● Data for the task
┄┄┄┄┄┄
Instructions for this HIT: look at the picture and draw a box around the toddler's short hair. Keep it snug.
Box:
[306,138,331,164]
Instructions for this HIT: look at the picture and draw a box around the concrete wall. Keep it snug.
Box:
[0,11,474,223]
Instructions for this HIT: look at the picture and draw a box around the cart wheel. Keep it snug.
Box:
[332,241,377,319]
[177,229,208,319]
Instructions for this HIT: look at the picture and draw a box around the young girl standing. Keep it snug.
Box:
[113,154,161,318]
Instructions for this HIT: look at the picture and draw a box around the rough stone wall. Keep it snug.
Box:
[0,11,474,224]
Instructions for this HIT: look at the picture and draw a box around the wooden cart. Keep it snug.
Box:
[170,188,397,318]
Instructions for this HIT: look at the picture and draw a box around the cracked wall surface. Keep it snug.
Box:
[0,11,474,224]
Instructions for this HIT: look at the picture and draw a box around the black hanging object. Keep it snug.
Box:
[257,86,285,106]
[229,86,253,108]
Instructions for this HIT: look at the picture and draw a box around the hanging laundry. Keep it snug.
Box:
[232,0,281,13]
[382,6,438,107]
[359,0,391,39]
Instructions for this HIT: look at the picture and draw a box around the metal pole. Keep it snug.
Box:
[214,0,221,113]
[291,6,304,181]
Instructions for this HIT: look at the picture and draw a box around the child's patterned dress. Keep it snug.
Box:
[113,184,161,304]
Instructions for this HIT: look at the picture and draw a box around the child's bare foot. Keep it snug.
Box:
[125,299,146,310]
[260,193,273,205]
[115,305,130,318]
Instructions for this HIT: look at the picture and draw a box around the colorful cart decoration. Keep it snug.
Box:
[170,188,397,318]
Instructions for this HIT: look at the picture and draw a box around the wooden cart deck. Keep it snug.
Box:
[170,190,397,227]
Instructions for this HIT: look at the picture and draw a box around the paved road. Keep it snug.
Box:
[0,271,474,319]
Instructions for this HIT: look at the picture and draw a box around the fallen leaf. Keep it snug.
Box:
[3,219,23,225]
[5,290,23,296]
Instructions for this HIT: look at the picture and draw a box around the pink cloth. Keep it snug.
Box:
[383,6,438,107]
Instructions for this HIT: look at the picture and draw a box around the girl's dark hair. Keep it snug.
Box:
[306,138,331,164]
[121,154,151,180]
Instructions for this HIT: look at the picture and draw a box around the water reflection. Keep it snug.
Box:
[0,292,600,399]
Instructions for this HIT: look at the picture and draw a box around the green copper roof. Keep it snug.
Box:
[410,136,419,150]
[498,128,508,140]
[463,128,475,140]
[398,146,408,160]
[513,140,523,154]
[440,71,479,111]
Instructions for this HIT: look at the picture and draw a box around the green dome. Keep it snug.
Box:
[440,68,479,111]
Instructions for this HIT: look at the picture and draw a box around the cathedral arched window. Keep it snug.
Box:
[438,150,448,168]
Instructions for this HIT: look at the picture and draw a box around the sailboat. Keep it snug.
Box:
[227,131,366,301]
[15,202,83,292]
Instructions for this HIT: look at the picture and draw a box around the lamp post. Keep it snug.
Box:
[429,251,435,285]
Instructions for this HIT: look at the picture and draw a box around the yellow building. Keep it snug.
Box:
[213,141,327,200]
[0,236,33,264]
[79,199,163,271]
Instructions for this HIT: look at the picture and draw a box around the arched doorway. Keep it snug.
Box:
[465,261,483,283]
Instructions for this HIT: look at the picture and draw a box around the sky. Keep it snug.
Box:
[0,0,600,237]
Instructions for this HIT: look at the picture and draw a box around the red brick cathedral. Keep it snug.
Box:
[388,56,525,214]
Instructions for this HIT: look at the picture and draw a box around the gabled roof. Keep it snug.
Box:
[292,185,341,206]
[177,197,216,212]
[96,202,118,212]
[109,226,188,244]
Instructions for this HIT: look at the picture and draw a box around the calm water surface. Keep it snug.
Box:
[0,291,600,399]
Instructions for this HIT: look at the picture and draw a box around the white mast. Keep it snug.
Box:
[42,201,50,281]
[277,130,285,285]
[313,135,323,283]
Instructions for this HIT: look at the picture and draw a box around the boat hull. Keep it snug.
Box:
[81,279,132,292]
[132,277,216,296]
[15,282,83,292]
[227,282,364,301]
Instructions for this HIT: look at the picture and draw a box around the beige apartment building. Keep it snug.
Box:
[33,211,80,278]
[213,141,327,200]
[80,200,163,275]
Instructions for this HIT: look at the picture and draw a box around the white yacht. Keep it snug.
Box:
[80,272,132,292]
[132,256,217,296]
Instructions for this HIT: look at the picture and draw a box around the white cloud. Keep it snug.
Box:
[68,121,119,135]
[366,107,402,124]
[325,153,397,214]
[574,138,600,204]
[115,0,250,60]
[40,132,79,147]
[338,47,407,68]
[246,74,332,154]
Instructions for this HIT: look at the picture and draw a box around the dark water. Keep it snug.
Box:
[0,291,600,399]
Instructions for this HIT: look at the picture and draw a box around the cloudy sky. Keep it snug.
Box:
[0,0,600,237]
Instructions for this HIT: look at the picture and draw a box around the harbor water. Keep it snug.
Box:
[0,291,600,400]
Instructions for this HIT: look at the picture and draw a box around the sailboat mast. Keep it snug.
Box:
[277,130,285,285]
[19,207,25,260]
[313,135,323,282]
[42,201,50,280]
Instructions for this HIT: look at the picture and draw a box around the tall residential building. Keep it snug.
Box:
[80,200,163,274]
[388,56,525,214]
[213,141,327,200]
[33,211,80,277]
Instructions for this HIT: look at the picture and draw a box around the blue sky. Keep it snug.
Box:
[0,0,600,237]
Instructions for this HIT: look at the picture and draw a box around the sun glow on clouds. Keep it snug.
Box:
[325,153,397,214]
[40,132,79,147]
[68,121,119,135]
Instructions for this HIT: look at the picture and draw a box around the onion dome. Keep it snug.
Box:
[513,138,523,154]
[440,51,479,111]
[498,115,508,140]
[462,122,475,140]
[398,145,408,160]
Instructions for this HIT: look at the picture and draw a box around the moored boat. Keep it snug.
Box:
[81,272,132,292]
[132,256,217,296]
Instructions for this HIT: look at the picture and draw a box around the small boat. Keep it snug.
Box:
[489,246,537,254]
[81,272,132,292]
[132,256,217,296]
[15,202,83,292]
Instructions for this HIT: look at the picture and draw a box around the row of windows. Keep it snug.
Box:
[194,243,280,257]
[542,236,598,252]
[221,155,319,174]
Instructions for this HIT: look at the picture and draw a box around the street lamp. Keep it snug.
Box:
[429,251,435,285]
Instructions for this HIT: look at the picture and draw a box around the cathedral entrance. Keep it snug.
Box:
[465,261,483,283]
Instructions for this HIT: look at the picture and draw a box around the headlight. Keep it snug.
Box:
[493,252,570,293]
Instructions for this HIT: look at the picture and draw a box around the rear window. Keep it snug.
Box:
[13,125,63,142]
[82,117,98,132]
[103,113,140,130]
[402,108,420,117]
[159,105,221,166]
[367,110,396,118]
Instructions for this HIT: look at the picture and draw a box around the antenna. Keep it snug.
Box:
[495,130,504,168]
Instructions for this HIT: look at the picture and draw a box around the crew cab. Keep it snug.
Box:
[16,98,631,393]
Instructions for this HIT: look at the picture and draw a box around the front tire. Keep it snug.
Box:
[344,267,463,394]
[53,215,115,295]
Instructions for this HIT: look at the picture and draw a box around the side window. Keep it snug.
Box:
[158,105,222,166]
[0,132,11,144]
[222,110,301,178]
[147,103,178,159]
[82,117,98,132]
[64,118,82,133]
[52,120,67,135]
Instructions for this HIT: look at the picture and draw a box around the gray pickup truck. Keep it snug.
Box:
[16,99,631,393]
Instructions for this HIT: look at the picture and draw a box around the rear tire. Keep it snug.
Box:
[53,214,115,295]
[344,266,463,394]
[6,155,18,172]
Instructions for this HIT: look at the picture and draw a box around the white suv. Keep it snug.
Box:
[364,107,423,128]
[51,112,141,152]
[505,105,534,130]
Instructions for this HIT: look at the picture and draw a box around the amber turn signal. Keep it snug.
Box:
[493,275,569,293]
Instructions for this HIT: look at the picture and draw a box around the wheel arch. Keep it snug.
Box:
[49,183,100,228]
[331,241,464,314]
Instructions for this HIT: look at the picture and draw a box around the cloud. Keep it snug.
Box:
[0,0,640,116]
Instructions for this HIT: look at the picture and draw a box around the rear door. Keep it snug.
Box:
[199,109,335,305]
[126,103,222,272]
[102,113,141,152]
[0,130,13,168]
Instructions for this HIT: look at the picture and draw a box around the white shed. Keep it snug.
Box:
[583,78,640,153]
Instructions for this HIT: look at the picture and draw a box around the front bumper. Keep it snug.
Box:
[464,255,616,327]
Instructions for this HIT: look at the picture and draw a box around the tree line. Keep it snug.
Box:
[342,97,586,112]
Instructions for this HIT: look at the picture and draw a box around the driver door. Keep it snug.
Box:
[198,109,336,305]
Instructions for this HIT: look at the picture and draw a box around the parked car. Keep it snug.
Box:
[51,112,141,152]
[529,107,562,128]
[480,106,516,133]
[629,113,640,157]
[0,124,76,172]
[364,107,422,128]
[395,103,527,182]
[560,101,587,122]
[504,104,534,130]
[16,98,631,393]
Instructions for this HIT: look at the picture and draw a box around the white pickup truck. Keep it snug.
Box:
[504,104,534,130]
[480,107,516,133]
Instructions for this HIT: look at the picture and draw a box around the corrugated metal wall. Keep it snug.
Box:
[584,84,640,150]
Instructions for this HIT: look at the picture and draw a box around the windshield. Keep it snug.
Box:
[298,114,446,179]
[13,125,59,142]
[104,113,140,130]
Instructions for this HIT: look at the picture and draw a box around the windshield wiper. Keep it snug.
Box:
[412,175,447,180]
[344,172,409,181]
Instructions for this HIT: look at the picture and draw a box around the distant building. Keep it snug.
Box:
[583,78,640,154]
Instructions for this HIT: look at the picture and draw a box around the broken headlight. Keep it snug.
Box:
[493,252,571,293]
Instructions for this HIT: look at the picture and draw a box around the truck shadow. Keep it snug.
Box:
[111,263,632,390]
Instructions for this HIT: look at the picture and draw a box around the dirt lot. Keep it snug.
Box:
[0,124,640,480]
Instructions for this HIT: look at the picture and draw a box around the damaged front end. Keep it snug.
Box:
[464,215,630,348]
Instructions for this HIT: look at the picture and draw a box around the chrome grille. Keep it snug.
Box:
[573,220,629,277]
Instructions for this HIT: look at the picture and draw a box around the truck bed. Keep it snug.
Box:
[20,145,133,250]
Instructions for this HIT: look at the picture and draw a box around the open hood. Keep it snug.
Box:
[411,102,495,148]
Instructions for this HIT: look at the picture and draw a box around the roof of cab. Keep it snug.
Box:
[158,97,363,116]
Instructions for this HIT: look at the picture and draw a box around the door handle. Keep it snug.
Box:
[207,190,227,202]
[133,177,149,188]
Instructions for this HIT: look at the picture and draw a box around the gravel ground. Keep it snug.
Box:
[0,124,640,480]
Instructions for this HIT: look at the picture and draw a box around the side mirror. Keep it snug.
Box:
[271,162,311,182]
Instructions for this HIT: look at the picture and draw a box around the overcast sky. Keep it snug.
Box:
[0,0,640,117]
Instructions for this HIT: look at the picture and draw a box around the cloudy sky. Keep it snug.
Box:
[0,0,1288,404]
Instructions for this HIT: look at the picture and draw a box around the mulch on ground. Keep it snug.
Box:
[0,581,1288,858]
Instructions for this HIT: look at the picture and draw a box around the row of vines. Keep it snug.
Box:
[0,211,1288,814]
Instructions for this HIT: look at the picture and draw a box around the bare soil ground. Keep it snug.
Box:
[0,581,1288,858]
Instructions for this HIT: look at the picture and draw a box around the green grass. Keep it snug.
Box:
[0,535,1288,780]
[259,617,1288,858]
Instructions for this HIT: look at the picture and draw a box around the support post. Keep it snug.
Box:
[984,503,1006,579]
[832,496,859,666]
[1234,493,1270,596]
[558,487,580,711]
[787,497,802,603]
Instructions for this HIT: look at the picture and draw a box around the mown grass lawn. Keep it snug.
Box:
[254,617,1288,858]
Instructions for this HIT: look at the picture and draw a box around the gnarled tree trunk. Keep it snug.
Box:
┄┄┄┄┄┄
● Do this
Copy out verbatim every line from the one containing "pole. Keep it snug." down to the one containing "[438,150,448,168]", including both of those lines.

● Solution to the exercise
Instructions for this HIT: look at the picture and draw a box around the metal pole. Keep it snug.
Box:
[214,0,221,113]
[291,6,304,181]
Instructions for this HIT: look at the picture and draw a box around the child's patterned dress. Keep it snug.
Box:
[113,184,161,304]
Instructions for this HIT: look at the picture and draw a box around the child's bare foot. Keep it snug.
Box:
[125,299,146,310]
[260,193,273,205]
[115,305,130,318]
Instructions for this HIT: look at the picture and draw a box around the colorful cart decoration. Keep it snug.
Box:
[170,188,397,318]
Instructions for this HIT: look at the picture and draw a box around the wooden cart deck. Keep it snug.
Box:
[170,190,397,227]
Instructions for this HIT: look at the picture and draw a box around the paved road. Keep it snug.
Box:
[0,271,474,319]
Instructions for this HIT: look at the picture and draw a box around the fallen leaf. Keep it snug.
Box:
[3,219,23,225]
[5,290,23,296]
Instructions for this HIT: look at the picture and draw a box around the pink cloth. Keep it snug.
Box:
[383,6,438,107]
Instructions for this HIT: look at the picture and draw a box around the girl's dark hair. Keep it snug.
Box:
[306,138,331,164]
[121,154,151,180]
Instructions for this HIT: look at the picture and draw a box around the water reflection. Keep it snug.
Box:
[0,292,600,399]
Instructions for this HIT: look at the picture and draw a box around the green copper roof. Keep it snug.
Box:
[410,136,419,150]
[498,128,508,140]
[463,128,475,140]
[398,146,408,160]
[513,140,523,154]
[440,71,479,111]
Instructions for this HIT: look at the picture and draw a box around the green dome. Keep it snug.
Box:
[440,68,479,111]
Instructions for this HIT: look at the picture and draw a box around the cathedral arched window. Keep it snug.
Box:
[438,150,448,168]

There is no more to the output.